[Start of section]

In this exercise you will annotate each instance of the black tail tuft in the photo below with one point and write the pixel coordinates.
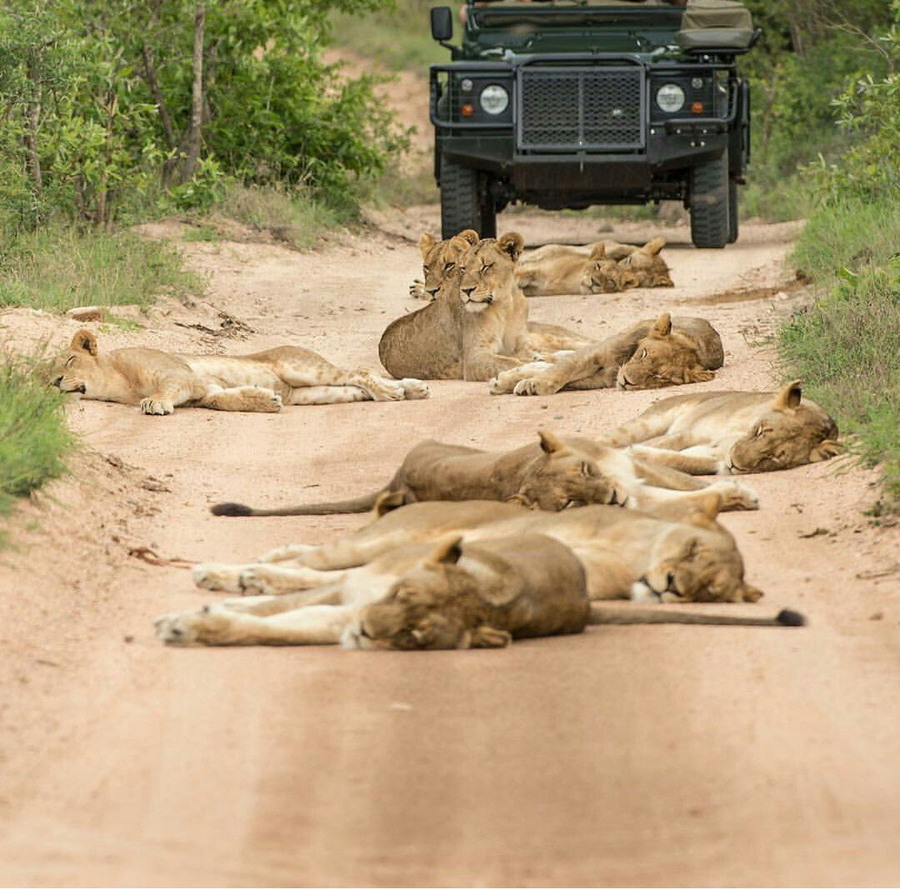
(230, 510)
(790, 618)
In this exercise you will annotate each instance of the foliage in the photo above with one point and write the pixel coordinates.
(33, 436)
(58, 267)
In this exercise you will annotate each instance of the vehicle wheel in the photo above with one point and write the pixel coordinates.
(733, 224)
(710, 204)
(460, 204)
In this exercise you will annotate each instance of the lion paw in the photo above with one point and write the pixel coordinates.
(415, 389)
(209, 625)
(217, 576)
(736, 496)
(156, 406)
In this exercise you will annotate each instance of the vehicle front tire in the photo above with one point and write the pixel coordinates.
(711, 223)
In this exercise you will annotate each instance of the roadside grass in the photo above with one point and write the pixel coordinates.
(398, 38)
(34, 438)
(59, 267)
(845, 346)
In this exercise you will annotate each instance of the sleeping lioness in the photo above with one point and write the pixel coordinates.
(732, 432)
(445, 595)
(604, 267)
(679, 553)
(265, 381)
(648, 355)
(553, 474)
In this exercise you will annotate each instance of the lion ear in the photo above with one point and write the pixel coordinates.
(550, 443)
(512, 243)
(789, 397)
(485, 637)
(448, 551)
(84, 341)
(426, 242)
(662, 327)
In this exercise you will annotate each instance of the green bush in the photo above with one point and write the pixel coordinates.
(59, 267)
(34, 439)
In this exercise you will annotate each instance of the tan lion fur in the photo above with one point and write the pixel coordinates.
(159, 381)
(649, 354)
(732, 432)
(480, 578)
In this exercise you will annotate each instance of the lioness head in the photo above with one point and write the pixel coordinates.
(789, 433)
(698, 561)
(433, 606)
(648, 268)
(663, 358)
(440, 258)
(564, 476)
(75, 369)
(603, 275)
(488, 271)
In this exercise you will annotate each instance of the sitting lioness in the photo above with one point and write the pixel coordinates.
(648, 355)
(604, 267)
(445, 595)
(677, 554)
(478, 322)
(265, 381)
(732, 432)
(556, 474)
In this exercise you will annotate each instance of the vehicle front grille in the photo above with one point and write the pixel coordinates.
(585, 108)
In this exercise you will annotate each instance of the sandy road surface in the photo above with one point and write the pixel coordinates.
(648, 756)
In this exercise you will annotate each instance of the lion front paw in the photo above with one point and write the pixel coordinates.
(217, 576)
(415, 389)
(156, 406)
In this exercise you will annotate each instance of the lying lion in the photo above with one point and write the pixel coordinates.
(446, 595)
(679, 553)
(265, 381)
(648, 355)
(605, 267)
(477, 324)
(732, 432)
(553, 475)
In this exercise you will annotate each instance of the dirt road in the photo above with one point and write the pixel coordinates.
(625, 756)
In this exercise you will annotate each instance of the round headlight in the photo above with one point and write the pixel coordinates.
(670, 97)
(494, 99)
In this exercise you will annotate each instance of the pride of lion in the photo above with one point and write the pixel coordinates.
(466, 548)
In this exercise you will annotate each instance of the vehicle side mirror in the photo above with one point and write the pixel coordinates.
(441, 23)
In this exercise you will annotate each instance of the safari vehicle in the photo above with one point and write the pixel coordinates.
(569, 104)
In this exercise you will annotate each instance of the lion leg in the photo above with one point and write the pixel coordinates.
(327, 395)
(242, 398)
(214, 626)
(698, 461)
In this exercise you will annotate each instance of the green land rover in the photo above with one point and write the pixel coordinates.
(569, 103)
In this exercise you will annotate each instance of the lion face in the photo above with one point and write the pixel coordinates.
(440, 260)
(663, 358)
(77, 368)
(488, 270)
(433, 606)
(566, 477)
(705, 568)
(791, 433)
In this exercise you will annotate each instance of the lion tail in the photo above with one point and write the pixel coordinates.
(669, 615)
(354, 505)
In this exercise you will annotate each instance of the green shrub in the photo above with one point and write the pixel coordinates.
(59, 267)
(34, 439)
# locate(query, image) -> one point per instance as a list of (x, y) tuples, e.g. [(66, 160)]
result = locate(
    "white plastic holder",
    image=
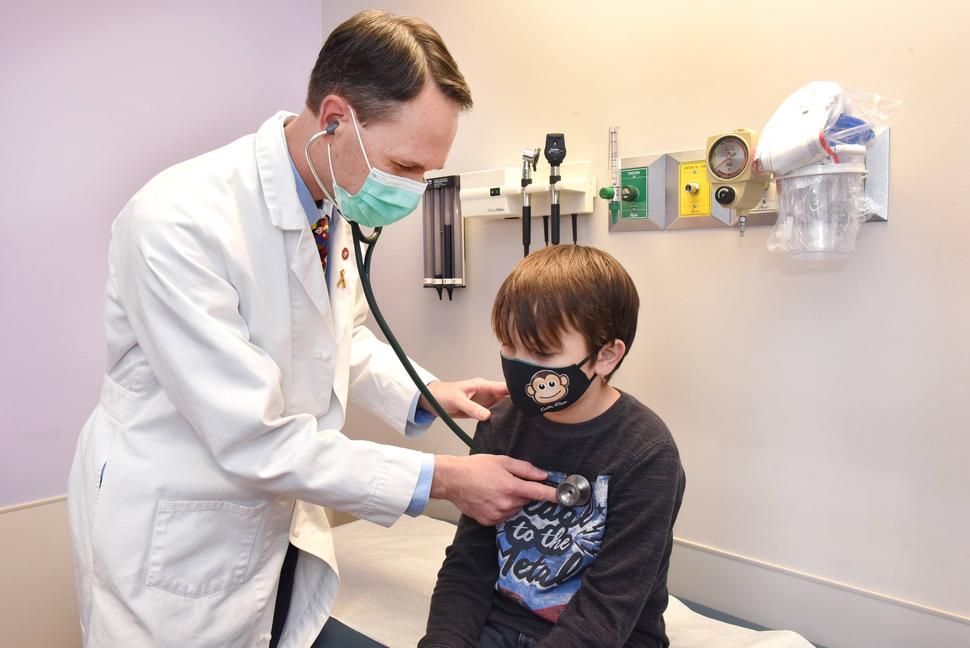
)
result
[(497, 193)]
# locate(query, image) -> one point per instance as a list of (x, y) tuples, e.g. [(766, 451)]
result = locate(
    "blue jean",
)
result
[(496, 635)]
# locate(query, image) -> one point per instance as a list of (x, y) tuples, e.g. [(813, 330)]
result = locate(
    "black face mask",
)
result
[(536, 389)]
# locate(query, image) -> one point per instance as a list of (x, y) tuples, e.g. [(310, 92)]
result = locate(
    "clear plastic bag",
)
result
[(816, 118), (815, 144)]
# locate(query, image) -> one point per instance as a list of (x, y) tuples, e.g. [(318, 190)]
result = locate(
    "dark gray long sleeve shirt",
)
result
[(587, 576)]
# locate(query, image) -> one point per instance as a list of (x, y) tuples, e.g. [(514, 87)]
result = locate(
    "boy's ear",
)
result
[(608, 357)]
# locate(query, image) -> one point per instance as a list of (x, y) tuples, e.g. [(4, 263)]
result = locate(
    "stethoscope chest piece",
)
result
[(574, 491)]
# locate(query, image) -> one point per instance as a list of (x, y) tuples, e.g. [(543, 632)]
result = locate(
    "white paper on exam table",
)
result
[(387, 576)]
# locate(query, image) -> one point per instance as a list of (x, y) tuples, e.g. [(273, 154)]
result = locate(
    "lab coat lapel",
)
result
[(287, 213), (343, 279), (306, 267)]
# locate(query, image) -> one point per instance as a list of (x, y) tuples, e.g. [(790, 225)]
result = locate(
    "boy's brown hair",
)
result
[(564, 286)]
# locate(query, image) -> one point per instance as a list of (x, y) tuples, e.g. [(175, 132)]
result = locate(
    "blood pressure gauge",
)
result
[(736, 183)]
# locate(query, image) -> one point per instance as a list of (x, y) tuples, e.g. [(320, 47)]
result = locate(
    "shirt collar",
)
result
[(303, 192)]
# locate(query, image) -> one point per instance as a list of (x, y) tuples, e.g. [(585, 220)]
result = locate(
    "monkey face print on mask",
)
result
[(536, 390)]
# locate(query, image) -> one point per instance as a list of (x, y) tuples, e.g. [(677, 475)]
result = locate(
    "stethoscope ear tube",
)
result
[(363, 268), (575, 490)]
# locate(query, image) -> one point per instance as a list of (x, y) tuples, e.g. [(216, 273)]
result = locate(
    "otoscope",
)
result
[(530, 158), (555, 153), (575, 490)]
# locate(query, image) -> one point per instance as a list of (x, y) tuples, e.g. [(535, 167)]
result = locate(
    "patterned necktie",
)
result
[(321, 234)]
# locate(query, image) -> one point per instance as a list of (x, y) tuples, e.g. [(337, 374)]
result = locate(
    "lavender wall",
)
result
[(95, 98)]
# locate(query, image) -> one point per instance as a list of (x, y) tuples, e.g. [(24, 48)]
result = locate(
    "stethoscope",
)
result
[(575, 490)]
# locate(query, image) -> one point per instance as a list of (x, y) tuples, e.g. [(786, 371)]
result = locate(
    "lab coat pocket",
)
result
[(202, 547)]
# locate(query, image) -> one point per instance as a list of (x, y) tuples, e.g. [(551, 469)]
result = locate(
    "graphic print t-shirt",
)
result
[(543, 551), (593, 575)]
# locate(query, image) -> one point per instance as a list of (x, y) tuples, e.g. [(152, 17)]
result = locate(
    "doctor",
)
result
[(235, 336)]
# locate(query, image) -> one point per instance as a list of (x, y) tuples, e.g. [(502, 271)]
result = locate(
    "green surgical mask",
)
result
[(383, 198)]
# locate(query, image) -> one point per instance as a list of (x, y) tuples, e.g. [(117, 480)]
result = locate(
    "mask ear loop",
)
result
[(360, 141)]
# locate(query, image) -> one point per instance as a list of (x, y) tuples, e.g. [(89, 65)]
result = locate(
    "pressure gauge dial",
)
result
[(729, 157)]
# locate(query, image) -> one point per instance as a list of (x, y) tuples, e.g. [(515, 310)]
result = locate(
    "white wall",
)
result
[(822, 412)]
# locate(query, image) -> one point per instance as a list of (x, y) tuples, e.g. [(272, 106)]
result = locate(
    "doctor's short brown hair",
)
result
[(376, 60), (562, 286)]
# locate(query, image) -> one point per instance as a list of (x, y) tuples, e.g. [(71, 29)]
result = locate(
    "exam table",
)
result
[(387, 576)]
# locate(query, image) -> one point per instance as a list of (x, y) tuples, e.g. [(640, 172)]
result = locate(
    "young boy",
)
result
[(588, 576)]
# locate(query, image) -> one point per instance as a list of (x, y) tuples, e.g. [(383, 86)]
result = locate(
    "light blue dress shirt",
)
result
[(418, 419)]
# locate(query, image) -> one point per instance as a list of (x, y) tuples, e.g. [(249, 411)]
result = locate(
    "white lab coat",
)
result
[(218, 427)]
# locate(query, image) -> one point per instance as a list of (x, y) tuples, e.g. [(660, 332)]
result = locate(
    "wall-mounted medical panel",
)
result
[(689, 204), (497, 193), (642, 191)]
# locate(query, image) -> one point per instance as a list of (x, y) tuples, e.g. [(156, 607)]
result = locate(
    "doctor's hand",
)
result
[(488, 488), (466, 398)]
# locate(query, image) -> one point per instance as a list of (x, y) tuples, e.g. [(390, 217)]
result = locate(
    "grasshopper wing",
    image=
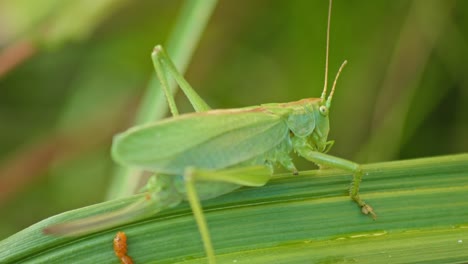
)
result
[(210, 140)]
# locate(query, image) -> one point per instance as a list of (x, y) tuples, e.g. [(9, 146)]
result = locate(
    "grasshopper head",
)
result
[(322, 122)]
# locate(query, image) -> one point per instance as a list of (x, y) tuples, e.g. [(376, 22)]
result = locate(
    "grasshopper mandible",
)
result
[(202, 155)]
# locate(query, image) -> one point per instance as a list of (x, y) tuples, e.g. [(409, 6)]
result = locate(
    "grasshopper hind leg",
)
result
[(254, 176)]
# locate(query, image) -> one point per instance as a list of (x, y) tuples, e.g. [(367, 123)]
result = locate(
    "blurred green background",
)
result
[(73, 72)]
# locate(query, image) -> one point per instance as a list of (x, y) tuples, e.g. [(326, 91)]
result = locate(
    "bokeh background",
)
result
[(72, 74)]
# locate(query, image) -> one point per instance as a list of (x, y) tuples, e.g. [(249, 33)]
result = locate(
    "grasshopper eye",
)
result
[(323, 110)]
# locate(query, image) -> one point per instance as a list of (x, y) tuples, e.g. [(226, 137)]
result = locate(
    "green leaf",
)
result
[(422, 208)]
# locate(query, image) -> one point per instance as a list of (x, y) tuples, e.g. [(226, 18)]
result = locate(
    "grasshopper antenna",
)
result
[(324, 93), (334, 84)]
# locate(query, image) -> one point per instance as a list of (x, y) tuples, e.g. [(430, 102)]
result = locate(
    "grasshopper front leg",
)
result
[(306, 151)]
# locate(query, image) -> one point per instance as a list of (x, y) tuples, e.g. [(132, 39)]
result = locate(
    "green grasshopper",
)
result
[(202, 155)]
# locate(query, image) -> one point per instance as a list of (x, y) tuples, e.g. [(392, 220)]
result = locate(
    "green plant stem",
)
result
[(181, 45), (422, 208)]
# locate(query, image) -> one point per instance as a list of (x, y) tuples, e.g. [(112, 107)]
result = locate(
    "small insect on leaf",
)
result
[(120, 248)]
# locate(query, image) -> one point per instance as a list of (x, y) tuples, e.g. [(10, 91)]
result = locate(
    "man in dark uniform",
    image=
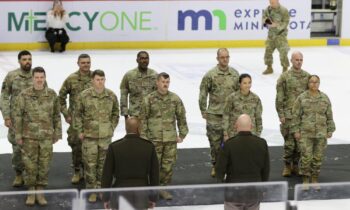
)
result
[(131, 162), (243, 158)]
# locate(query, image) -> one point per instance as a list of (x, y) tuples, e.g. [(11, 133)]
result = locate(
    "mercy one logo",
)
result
[(79, 20), (206, 15)]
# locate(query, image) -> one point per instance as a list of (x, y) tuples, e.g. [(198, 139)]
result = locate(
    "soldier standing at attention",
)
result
[(242, 102), (38, 126), (218, 83), (276, 19), (289, 86), (312, 125), (137, 84), (161, 110), (73, 86), (96, 117), (14, 82)]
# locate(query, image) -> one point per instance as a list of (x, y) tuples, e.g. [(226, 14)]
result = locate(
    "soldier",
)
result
[(242, 102), (96, 117), (312, 125), (289, 86), (14, 82), (73, 86), (161, 110), (137, 84), (38, 126), (218, 83), (276, 19)]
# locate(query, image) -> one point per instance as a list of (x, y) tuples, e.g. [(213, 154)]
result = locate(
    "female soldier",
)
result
[(242, 102), (312, 125)]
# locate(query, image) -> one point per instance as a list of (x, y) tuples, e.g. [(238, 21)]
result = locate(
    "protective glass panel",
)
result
[(56, 199), (322, 196), (269, 196)]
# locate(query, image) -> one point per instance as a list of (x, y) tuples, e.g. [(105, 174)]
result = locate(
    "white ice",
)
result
[(186, 68)]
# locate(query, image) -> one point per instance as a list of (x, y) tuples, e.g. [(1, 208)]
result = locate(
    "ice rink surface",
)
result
[(186, 69)]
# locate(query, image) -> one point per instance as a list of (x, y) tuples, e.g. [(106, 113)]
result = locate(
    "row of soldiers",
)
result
[(93, 114)]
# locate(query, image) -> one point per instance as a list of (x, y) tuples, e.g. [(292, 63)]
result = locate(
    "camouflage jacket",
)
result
[(289, 86), (237, 104), (279, 15), (136, 85), (14, 82), (37, 115), (73, 85), (97, 115), (158, 117), (312, 115), (218, 84)]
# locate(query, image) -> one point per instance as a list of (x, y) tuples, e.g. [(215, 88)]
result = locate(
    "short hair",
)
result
[(38, 69), (163, 75), (83, 56), (242, 76), (97, 72), (221, 49), (142, 52), (314, 75), (23, 53)]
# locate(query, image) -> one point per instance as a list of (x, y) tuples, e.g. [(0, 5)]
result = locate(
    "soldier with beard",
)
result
[(13, 84)]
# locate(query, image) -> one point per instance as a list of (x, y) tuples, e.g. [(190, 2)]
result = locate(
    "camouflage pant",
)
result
[(215, 134), (75, 143), (281, 43), (312, 151), (291, 146), (37, 155), (166, 154), (94, 154), (17, 162)]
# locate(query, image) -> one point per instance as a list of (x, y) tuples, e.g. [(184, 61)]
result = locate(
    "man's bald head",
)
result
[(243, 123), (132, 125)]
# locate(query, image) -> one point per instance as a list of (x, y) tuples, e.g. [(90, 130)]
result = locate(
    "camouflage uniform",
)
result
[(96, 116), (159, 115), (73, 86), (38, 123), (218, 84), (289, 86), (14, 82), (235, 105), (313, 119), (136, 85), (277, 37)]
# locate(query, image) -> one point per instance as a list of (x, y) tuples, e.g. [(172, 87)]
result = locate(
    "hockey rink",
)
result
[(186, 69)]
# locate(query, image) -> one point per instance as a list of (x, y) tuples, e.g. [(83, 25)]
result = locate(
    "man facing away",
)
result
[(243, 158), (137, 152)]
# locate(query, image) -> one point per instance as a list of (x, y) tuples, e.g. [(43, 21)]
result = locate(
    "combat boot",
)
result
[(76, 177), (268, 70), (284, 69), (165, 195), (18, 181), (213, 172), (30, 197), (40, 198), (306, 182), (295, 169), (287, 170), (314, 180), (92, 198)]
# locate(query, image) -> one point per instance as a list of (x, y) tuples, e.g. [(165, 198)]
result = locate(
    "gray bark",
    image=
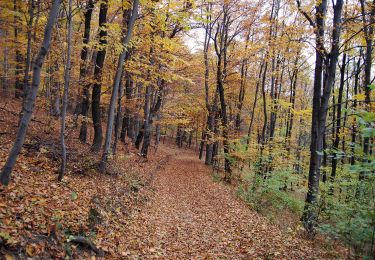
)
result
[(66, 90), (28, 106)]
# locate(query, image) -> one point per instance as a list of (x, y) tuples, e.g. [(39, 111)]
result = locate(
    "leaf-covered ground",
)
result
[(191, 216), (165, 207)]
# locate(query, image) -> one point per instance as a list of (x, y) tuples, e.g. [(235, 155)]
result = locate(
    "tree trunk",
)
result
[(28, 106), (338, 119), (96, 91), (116, 83), (320, 107), (83, 71), (66, 90), (249, 131), (19, 58), (28, 49)]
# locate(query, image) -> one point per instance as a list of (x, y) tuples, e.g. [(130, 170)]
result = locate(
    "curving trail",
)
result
[(191, 216)]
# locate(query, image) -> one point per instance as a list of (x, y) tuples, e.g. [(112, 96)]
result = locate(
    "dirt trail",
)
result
[(191, 216)]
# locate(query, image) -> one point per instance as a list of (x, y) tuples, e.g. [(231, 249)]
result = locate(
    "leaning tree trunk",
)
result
[(19, 58), (83, 71), (28, 106), (98, 75), (320, 107), (116, 83), (66, 90), (28, 49)]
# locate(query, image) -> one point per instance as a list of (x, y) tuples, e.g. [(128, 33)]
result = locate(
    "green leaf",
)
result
[(74, 195), (5, 235), (368, 132)]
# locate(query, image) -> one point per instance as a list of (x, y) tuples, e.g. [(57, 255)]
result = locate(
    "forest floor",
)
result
[(167, 207), (192, 217)]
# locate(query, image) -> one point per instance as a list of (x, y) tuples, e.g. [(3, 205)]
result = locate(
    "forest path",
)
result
[(191, 216)]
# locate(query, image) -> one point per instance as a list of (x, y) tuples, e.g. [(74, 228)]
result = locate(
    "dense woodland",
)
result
[(275, 96)]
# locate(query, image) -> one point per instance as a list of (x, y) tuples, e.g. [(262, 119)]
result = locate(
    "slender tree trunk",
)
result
[(354, 125), (118, 121), (66, 91), (115, 90), (28, 106), (28, 49), (369, 35), (98, 75), (84, 71), (320, 107), (338, 120), (250, 129)]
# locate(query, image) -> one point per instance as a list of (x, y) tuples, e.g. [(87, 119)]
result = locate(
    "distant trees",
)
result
[(257, 91), (28, 106)]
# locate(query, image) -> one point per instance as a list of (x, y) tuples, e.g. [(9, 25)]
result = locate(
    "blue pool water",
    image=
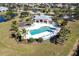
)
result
[(42, 29), (2, 19)]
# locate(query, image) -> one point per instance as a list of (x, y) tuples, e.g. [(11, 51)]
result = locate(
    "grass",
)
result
[(9, 46)]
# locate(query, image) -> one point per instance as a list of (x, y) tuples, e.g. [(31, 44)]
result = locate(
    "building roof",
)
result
[(42, 17), (3, 8)]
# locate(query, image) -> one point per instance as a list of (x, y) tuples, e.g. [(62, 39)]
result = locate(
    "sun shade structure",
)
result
[(2, 9)]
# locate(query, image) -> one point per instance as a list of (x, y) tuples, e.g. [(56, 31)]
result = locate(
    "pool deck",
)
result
[(45, 35)]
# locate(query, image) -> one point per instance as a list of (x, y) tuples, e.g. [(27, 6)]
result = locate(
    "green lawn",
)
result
[(9, 46)]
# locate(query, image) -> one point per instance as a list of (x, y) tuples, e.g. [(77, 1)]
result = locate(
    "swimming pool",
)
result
[(2, 19), (42, 29)]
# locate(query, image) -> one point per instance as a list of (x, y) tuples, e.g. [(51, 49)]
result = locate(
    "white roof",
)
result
[(3, 8)]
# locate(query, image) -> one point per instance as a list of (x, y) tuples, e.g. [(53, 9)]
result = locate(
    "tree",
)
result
[(14, 26), (63, 34)]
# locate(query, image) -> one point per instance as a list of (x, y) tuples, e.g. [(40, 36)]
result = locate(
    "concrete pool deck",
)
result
[(45, 35)]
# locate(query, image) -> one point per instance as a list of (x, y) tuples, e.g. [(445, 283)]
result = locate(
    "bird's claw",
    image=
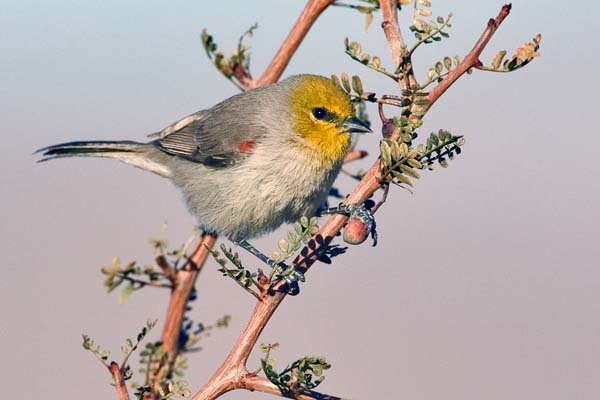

[End of section]

EXERCISE DESCRIPTION: From the records above, how many lines include the word "background"? Only the number is wanted.

RESULT: 2